§ **Brief**
Copy the items below, changing every "mask" to "outline" and keeping everything else the same. Leave out the pictures.

§ **Task material**
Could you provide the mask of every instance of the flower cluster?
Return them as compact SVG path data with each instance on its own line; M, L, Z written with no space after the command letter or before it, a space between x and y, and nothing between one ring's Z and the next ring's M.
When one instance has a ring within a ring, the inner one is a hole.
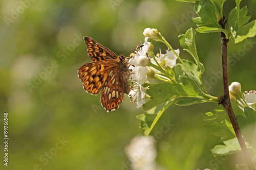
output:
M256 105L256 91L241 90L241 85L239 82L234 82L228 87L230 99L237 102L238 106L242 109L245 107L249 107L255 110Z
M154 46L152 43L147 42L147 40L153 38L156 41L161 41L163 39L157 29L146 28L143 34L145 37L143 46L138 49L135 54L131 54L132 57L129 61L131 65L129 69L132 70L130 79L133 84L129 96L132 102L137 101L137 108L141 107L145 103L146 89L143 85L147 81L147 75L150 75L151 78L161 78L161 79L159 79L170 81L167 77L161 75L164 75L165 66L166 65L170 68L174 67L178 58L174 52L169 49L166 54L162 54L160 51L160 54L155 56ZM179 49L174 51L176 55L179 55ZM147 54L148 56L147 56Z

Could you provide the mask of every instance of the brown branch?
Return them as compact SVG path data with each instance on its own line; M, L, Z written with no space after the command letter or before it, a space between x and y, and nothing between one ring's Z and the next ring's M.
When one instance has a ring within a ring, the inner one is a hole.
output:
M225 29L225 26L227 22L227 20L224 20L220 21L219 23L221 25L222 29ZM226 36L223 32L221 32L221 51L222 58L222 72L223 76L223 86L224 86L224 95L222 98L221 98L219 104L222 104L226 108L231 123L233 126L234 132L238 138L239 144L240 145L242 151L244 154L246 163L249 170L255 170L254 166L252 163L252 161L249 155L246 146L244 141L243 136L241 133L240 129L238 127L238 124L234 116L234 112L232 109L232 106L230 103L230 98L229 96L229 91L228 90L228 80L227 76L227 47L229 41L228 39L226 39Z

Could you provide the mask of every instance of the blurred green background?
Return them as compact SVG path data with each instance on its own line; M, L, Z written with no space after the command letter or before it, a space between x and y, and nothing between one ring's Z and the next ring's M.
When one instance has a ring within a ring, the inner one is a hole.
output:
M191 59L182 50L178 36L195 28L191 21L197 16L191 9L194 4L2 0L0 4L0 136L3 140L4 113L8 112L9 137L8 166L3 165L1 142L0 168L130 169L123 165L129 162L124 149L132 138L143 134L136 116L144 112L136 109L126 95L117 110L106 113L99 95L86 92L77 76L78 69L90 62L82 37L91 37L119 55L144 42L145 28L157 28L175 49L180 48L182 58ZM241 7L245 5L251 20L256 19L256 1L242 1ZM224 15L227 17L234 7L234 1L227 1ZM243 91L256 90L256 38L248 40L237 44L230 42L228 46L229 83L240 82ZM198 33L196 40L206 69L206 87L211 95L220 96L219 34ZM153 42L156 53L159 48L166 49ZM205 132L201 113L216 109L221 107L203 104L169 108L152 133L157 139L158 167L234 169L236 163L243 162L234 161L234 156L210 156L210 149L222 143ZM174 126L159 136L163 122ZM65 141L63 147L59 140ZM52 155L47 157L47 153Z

§ **Response to this exercise**
Could you provide the outline of every instance of the flower cluster?
Return them as compact SVG path data with each instance on its own line; M, L, Z written with no space after the command letter or before it, a space between x and y, and nothing between one ring's Z and the next ring's M.
When one instance has a ring within a ring, the inner one is a hole.
output:
M256 105L256 91L241 90L241 85L239 82L234 82L228 87L230 99L237 102L238 106L242 109L245 107L249 107L255 110Z
M154 46L152 43L147 42L147 40L153 38L156 41L161 41L163 39L157 29L146 28L143 34L145 37L143 46L138 49L135 54L131 54L132 57L129 61L131 65L129 69L132 70L130 79L133 84L129 96L132 102L137 101L137 108L141 107L145 103L146 89L143 85L147 81L147 75L150 75L151 78L161 78L161 79L159 79L170 81L167 77L161 75L164 75L165 66L166 65L170 68L174 67L178 58L174 52L169 49L166 54L162 54L160 51L160 54L155 56ZM179 49L174 51L176 55L179 55ZM147 54L148 56L147 56Z

Could you provide the outline of every instance of the brown branch?
Return them as compact SVG path data with each instance on its own line; M, L, Z written with no space after the command letter or before it, a space between x and y, and nothing between one ring's Z and the next ring's M.
When one instance has a ring within a ring, the inner one is a hole.
output:
M225 29L225 26L227 22L227 20L224 20L220 21L219 23L221 25L222 29ZM226 36L223 32L221 32L221 51L222 58L222 72L223 76L223 86L224 86L224 95L222 98L221 98L219 104L222 104L226 108L231 123L233 126L234 132L238 138L239 144L240 145L242 151L244 154L246 163L249 170L255 170L254 166L252 163L252 161L249 155L246 146L244 141L243 136L241 133L240 129L238 127L238 124L234 116L234 112L232 109L232 106L230 103L230 98L229 96L229 91L228 90L228 80L227 76L227 47L229 41L228 39L226 39Z

Could you provide the outline of every instance of the blurred green background?
Return them as compact SVG path data with each instance on its own line; M, L, Z written with no space after the command letter or before it, a space between x and y, and nothing between one ring's Z and the next ring's M.
When one instance has a ring within a ring, the inner one is a hole.
output:
M191 59L182 50L178 36L195 28L191 21L197 16L191 9L194 4L2 0L0 4L0 136L3 140L4 113L8 112L9 137L8 166L3 165L1 142L0 168L130 169L123 165L129 162L124 149L132 138L143 134L136 116L144 112L136 109L126 95L117 110L106 113L99 95L86 92L77 76L78 69L90 62L82 37L91 37L119 55L144 42L145 28L157 28L175 49L180 48L182 58ZM241 7L245 5L251 20L256 19L256 1L242 1ZM224 15L227 17L234 7L234 1L227 1ZM243 91L256 90L256 38L248 40L237 44L230 42L228 46L229 83L240 82ZM198 33L196 40L206 69L206 87L211 95L220 96L219 34ZM153 42L156 53L159 48L166 49ZM205 132L201 113L216 109L221 107L203 104L169 108L152 133L157 139L158 167L234 169L236 163L243 162L234 161L234 156L210 156L210 149L222 143ZM174 126L159 136L163 122ZM65 141L63 147L59 140ZM52 155L47 157L47 153Z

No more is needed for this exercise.